> **OBJECTIVE**
Print only the line with "If you could pin the sink" and the lines after it, ending with the last line of the material, each exactly as it stands.

> **EXERCISE DATA**
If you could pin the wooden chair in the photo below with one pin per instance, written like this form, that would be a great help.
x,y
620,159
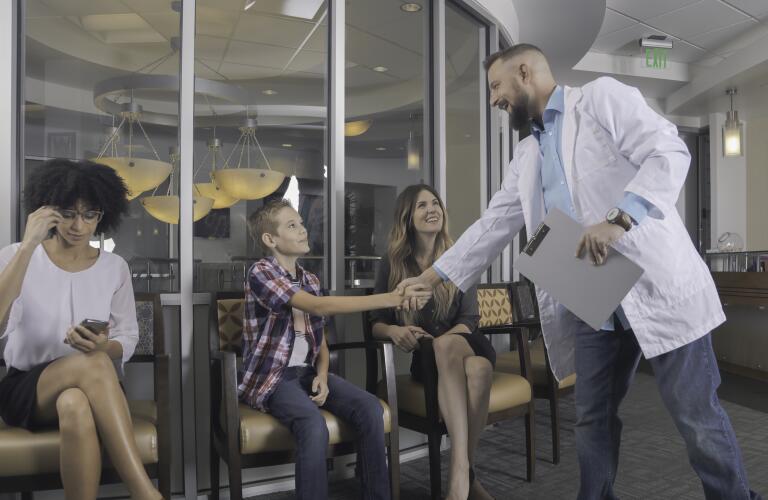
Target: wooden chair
x,y
29,461
244,437
511,396
545,385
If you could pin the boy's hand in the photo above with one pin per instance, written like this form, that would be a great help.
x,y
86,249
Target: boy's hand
x,y
84,340
320,389
417,294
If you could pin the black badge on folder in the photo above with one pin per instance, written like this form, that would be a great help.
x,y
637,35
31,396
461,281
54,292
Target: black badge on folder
x,y
536,240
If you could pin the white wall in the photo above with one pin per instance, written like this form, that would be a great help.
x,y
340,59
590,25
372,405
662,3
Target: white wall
x,y
7,113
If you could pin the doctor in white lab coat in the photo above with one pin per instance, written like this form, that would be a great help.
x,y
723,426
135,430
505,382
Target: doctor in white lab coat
x,y
602,155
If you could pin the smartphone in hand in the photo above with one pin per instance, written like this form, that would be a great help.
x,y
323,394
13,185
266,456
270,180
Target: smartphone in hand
x,y
95,325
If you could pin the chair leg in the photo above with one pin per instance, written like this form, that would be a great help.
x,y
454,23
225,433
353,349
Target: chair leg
x,y
530,442
554,412
393,457
215,482
235,476
433,443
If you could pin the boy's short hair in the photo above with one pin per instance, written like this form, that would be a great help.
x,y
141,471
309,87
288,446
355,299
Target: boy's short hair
x,y
264,220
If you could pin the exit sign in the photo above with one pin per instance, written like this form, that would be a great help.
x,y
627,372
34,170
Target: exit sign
x,y
655,57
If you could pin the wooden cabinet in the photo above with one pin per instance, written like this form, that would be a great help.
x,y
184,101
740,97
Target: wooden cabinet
x,y
741,343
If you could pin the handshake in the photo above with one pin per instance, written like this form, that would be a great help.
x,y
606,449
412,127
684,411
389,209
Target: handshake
x,y
412,293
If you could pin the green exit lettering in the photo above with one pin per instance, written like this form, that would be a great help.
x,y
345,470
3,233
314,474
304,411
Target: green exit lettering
x,y
655,57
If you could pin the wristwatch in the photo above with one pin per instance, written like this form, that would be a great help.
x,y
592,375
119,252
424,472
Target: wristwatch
x,y
620,218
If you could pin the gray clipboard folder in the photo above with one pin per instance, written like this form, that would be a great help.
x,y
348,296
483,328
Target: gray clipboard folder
x,y
590,292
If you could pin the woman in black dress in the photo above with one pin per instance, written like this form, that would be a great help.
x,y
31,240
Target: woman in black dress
x,y
464,357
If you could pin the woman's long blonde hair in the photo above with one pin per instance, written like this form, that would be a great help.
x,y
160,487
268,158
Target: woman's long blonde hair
x,y
402,247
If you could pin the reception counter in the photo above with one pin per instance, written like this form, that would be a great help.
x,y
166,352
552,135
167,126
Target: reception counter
x,y
741,343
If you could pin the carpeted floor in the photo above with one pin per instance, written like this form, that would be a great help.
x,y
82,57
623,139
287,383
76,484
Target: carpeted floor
x,y
653,464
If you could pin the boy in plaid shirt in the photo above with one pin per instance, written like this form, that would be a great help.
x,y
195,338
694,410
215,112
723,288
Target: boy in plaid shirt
x,y
285,355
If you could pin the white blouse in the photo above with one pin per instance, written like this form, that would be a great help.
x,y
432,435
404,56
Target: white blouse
x,y
52,300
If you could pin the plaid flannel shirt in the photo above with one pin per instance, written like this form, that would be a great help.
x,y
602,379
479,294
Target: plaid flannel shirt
x,y
268,333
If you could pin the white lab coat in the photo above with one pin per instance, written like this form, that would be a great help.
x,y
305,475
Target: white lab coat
x,y
612,142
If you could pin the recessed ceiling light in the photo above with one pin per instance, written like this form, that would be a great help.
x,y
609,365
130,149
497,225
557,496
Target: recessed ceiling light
x,y
410,7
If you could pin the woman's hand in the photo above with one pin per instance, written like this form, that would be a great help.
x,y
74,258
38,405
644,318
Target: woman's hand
x,y
415,294
406,338
84,340
320,390
39,223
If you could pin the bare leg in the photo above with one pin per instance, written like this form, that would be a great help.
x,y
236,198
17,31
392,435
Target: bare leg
x,y
450,353
80,454
479,373
94,375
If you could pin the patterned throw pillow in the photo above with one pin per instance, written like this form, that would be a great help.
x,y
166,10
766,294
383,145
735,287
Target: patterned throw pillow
x,y
144,316
230,314
495,307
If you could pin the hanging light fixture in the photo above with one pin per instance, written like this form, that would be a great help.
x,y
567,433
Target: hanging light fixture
x,y
247,183
211,189
139,174
733,131
413,151
359,127
166,208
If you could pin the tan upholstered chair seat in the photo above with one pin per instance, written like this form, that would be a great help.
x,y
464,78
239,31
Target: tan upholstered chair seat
x,y
507,391
509,362
261,432
26,453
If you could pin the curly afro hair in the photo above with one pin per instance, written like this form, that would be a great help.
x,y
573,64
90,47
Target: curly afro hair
x,y
61,183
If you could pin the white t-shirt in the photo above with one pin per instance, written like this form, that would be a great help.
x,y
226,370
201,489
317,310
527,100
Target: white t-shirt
x,y
52,300
300,343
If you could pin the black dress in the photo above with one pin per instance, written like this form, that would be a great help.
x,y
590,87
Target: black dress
x,y
463,311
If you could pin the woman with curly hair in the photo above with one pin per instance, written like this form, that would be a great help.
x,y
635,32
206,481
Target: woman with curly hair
x,y
464,357
59,372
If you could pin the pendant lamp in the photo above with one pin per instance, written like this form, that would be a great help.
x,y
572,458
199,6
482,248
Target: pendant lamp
x,y
139,174
247,183
165,208
210,189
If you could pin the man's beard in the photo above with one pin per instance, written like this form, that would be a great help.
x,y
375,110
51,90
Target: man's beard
x,y
520,114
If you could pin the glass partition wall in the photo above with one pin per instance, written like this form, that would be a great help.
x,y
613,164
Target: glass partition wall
x,y
102,80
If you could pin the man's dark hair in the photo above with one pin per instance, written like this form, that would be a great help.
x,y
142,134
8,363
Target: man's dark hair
x,y
509,53
61,183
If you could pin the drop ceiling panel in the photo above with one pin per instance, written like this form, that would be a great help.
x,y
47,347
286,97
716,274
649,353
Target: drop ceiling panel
x,y
715,39
258,54
166,24
271,30
243,71
757,8
624,41
214,22
209,47
645,9
693,20
685,53
614,21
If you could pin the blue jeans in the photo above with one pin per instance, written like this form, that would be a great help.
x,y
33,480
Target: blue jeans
x,y
687,379
290,404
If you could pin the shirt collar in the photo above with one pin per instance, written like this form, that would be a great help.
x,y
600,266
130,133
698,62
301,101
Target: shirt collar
x,y
556,104
299,270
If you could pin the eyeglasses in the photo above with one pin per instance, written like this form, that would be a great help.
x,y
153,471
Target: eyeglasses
x,y
89,216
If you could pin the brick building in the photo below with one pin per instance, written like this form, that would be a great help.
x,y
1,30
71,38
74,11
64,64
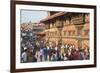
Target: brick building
x,y
67,28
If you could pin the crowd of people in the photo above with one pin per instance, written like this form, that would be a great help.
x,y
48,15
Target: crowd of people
x,y
42,52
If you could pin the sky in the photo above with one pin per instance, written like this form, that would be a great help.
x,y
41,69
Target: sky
x,y
32,15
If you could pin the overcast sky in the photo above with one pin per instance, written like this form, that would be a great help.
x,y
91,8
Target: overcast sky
x,y
33,16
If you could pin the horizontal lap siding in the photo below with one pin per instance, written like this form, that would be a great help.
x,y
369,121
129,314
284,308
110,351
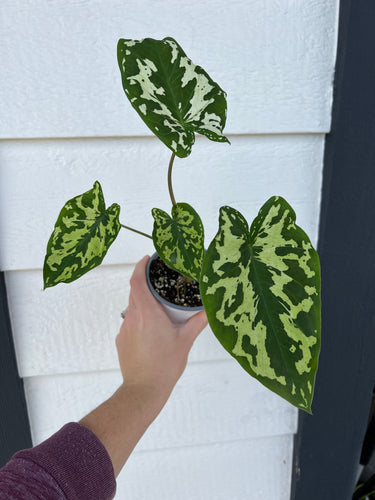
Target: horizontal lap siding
x,y
213,402
65,123
274,59
251,469
38,177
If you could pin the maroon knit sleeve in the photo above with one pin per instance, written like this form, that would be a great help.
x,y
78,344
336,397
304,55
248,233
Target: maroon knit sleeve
x,y
72,464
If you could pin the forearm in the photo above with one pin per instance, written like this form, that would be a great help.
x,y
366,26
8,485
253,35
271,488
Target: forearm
x,y
121,421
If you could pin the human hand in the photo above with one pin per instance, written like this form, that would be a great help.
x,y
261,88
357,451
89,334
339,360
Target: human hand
x,y
152,350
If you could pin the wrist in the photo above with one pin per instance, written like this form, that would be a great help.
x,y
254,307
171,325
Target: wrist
x,y
146,400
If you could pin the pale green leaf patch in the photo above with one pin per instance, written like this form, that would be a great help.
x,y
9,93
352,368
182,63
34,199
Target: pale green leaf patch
x,y
83,232
179,240
173,96
261,291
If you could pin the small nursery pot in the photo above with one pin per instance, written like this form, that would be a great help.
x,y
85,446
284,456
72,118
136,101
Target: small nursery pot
x,y
176,313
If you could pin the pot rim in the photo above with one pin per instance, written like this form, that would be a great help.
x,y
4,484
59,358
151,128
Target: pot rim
x,y
161,299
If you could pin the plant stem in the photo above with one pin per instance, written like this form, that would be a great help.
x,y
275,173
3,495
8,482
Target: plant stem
x,y
136,231
170,179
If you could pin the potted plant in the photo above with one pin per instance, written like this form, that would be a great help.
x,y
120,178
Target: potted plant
x,y
259,285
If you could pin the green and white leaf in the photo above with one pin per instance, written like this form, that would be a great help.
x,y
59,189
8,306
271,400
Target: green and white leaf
x,y
179,240
173,96
83,232
261,291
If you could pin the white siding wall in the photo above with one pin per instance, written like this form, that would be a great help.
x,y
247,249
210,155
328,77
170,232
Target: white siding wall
x,y
65,122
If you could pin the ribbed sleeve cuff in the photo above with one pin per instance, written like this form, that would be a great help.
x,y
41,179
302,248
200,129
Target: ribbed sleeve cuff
x,y
78,462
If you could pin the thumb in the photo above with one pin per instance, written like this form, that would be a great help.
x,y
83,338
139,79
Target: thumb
x,y
193,327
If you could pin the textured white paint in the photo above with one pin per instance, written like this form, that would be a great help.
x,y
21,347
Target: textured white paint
x,y
212,402
222,436
255,469
71,328
275,59
38,177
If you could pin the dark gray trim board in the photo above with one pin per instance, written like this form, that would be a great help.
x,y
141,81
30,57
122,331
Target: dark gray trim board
x,y
328,444
14,423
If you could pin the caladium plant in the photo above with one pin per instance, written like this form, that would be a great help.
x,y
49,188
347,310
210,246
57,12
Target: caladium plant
x,y
260,285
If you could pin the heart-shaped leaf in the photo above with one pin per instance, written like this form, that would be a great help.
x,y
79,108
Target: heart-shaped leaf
x,y
83,232
179,240
261,291
173,96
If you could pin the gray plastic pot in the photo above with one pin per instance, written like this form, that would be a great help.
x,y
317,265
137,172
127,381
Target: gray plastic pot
x,y
177,314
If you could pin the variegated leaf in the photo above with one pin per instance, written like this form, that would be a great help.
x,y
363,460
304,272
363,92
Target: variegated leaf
x,y
179,240
173,96
83,232
261,291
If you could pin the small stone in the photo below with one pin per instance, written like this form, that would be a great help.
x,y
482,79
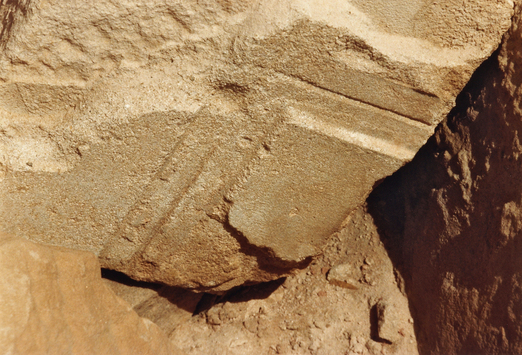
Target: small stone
x,y
344,275
387,321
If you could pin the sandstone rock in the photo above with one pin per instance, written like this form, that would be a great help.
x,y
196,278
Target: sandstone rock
x,y
387,321
53,301
166,306
209,144
344,275
452,218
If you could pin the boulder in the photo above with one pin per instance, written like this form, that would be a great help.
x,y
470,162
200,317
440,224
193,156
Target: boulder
x,y
53,301
210,144
452,219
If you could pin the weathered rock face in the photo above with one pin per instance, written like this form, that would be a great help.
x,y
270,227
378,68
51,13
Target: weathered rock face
x,y
211,144
453,217
53,301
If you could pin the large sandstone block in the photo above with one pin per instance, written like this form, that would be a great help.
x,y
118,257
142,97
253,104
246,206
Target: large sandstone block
x,y
53,301
211,144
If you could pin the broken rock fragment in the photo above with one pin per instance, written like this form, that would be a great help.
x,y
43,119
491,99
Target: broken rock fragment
x,y
53,301
208,145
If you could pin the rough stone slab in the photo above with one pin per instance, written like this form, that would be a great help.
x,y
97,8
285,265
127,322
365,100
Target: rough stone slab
x,y
54,302
207,145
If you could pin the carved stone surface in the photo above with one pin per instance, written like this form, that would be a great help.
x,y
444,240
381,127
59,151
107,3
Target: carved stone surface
x,y
211,144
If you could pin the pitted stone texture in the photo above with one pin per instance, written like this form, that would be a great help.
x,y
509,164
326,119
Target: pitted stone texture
x,y
216,143
53,301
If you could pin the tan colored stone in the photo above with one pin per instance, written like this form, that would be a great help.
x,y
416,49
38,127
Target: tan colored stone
x,y
53,301
208,144
345,275
452,218
166,306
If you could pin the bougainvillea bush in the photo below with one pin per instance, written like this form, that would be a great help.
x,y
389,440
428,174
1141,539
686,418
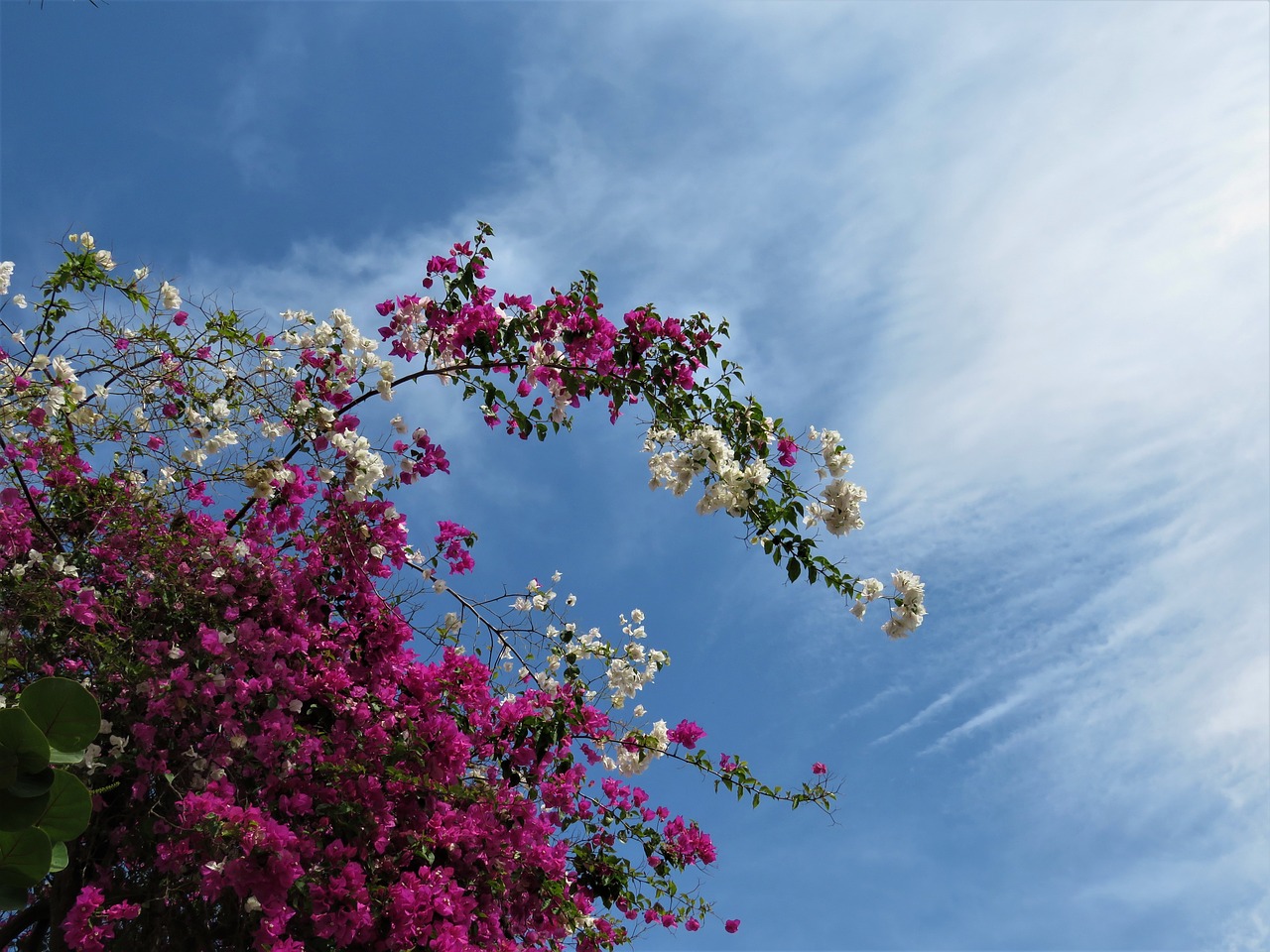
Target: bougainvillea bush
x,y
197,527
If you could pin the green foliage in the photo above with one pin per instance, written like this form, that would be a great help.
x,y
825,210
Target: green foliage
x,y
41,806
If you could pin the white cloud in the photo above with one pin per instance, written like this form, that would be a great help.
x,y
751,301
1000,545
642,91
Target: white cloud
x,y
1023,250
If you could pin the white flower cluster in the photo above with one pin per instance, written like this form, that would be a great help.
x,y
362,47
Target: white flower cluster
x,y
58,563
169,298
116,743
366,467
262,479
701,449
349,354
647,748
838,507
910,608
59,391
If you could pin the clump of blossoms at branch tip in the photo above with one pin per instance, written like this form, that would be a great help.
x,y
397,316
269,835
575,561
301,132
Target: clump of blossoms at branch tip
x,y
313,740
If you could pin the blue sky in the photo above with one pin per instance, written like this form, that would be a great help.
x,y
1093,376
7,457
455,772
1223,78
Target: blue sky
x,y
1016,253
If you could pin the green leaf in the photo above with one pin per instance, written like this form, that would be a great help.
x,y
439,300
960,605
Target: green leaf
x,y
70,807
24,740
26,857
64,710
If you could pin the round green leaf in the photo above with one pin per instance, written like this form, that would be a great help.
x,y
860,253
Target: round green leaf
x,y
26,857
64,710
19,812
22,738
70,807
62,858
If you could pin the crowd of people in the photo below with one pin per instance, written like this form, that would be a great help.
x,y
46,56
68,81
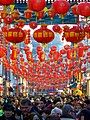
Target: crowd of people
x,y
45,108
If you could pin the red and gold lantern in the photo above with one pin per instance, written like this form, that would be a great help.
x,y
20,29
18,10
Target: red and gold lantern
x,y
43,35
36,5
33,25
84,9
61,6
27,14
74,34
14,35
6,2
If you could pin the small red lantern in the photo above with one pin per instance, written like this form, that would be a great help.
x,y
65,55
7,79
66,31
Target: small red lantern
x,y
43,35
84,9
57,29
6,2
51,13
74,34
2,51
20,23
40,14
87,31
75,10
36,5
3,14
14,35
28,14
8,19
15,14
61,6
33,25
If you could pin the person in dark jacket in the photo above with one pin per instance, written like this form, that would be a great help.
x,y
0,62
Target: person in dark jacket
x,y
8,112
85,113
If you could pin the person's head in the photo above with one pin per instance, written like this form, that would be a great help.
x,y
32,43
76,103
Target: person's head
x,y
8,110
87,102
25,106
56,112
17,114
68,110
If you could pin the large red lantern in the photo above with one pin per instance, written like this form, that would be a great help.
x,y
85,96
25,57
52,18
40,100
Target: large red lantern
x,y
2,51
57,29
36,5
6,2
61,6
75,10
14,35
51,13
74,34
43,35
84,9
8,19
33,24
27,14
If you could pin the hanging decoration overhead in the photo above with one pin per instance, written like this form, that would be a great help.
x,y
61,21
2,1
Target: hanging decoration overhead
x,y
36,5
43,35
61,7
14,35
6,2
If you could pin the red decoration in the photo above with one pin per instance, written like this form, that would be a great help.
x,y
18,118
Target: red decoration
x,y
27,14
84,9
74,34
33,25
3,14
56,28
8,19
40,14
6,2
61,6
43,35
15,14
14,35
20,23
2,51
75,10
51,13
36,5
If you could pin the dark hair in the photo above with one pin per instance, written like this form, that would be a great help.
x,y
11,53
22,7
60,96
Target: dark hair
x,y
8,107
25,102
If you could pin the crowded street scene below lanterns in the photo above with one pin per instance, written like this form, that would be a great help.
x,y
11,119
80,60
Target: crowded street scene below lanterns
x,y
44,60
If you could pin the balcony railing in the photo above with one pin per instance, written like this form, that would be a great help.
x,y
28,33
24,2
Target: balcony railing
x,y
51,1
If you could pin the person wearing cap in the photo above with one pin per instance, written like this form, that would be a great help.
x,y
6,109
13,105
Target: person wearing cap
x,y
25,107
68,112
85,112
8,112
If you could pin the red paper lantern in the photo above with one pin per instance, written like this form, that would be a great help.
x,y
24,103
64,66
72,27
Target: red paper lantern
x,y
61,6
43,35
36,5
8,19
14,35
40,14
2,51
84,9
3,14
57,29
33,25
74,34
27,14
6,2
51,13
75,10
15,14
69,53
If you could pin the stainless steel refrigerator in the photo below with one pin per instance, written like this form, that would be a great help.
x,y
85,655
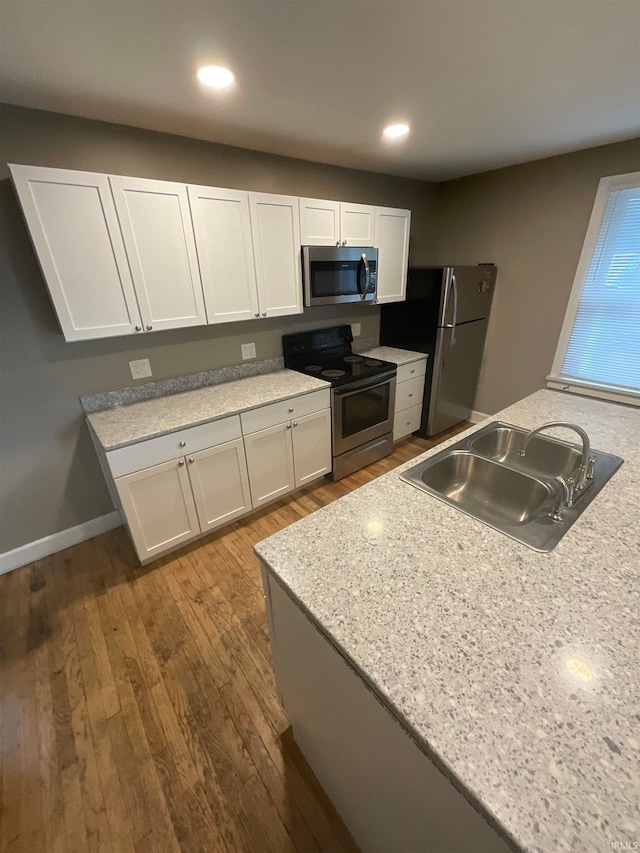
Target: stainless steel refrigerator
x,y
445,314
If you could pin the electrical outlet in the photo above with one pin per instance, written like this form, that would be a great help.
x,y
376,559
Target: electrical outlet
x,y
140,369
248,351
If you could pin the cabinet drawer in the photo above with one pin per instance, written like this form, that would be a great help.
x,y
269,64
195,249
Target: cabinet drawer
x,y
412,370
409,394
285,410
143,454
406,422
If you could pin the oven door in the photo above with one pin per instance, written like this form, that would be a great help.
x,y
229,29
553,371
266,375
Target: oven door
x,y
363,411
339,274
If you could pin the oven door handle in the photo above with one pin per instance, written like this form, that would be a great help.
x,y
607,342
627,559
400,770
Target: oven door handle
x,y
367,276
366,385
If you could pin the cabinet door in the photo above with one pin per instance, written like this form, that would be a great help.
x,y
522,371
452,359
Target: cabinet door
x,y
357,224
275,226
223,240
75,232
311,446
158,235
392,240
220,484
159,508
270,463
319,222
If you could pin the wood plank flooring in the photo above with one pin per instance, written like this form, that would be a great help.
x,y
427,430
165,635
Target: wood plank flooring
x,y
137,704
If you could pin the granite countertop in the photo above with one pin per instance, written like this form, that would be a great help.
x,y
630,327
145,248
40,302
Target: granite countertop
x,y
398,356
122,425
467,636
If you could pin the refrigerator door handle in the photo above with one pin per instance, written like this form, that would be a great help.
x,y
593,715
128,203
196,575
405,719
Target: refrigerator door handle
x,y
452,326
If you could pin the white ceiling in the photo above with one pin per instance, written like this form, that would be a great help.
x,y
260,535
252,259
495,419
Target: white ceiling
x,y
483,83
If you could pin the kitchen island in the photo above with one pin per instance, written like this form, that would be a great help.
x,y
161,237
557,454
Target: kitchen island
x,y
514,675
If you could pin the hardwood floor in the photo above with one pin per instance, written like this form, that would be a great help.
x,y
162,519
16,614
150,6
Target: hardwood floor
x,y
138,708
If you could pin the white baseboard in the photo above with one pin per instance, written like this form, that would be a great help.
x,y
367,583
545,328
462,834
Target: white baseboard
x,y
476,417
58,541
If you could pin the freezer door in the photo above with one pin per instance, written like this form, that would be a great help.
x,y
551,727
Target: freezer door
x,y
467,294
455,375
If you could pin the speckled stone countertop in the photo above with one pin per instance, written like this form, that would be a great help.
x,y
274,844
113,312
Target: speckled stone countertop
x,y
466,636
397,356
124,425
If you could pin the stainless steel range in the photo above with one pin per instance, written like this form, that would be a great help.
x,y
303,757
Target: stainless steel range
x,y
363,392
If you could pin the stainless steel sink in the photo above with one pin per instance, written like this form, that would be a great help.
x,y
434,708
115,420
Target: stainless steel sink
x,y
546,457
484,476
486,489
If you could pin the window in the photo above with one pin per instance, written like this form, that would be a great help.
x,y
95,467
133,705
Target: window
x,y
599,348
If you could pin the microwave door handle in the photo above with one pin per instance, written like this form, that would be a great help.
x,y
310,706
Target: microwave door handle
x,y
367,276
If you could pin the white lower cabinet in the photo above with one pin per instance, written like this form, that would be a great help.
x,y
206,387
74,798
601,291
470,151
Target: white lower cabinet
x,y
220,484
168,498
311,438
270,463
159,507
409,398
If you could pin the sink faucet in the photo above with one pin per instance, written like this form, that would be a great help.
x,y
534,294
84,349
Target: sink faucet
x,y
585,469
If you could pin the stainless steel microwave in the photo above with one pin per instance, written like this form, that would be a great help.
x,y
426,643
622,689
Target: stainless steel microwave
x,y
335,274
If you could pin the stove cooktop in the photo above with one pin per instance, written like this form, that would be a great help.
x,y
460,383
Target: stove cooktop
x,y
327,354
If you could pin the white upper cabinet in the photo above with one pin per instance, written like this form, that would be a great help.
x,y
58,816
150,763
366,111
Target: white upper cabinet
x,y
319,222
336,223
392,239
357,224
74,230
158,235
222,228
275,226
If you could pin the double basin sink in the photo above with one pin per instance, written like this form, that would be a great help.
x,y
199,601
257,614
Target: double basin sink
x,y
523,496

> **RESULT OF THIS EXERCISE**
If you could pin the sink faucet in the photo above with one pin per instance, written like this form, that would be a great help.
x,y
534,294
84,349
Target: sink faucet
x,y
585,469
If you could pin the stainless steel microwave in the photo above with one pin per instance, written like this form, that would be a great help.
x,y
426,643
622,689
Target: stainless steel microwave
x,y
335,274
If you could pin the stove cooktop in the photo above with one pin per instance, written like this form, that would be a great help.
x,y
460,383
Target: stove cooktop
x,y
327,354
If you could pin the white upper cabinet in the photo above with one pin per instance, written like this form, that would be a great help.
x,y
58,816
150,763
366,111
Target: white upper cabinet
x,y
319,222
336,223
392,239
357,224
74,230
158,235
222,228
275,226
If you could pin the double basin sink in the photo above with one pin per instance, written like this form, that would be a great help.
x,y
199,601
257,614
Target: double basin sink
x,y
523,496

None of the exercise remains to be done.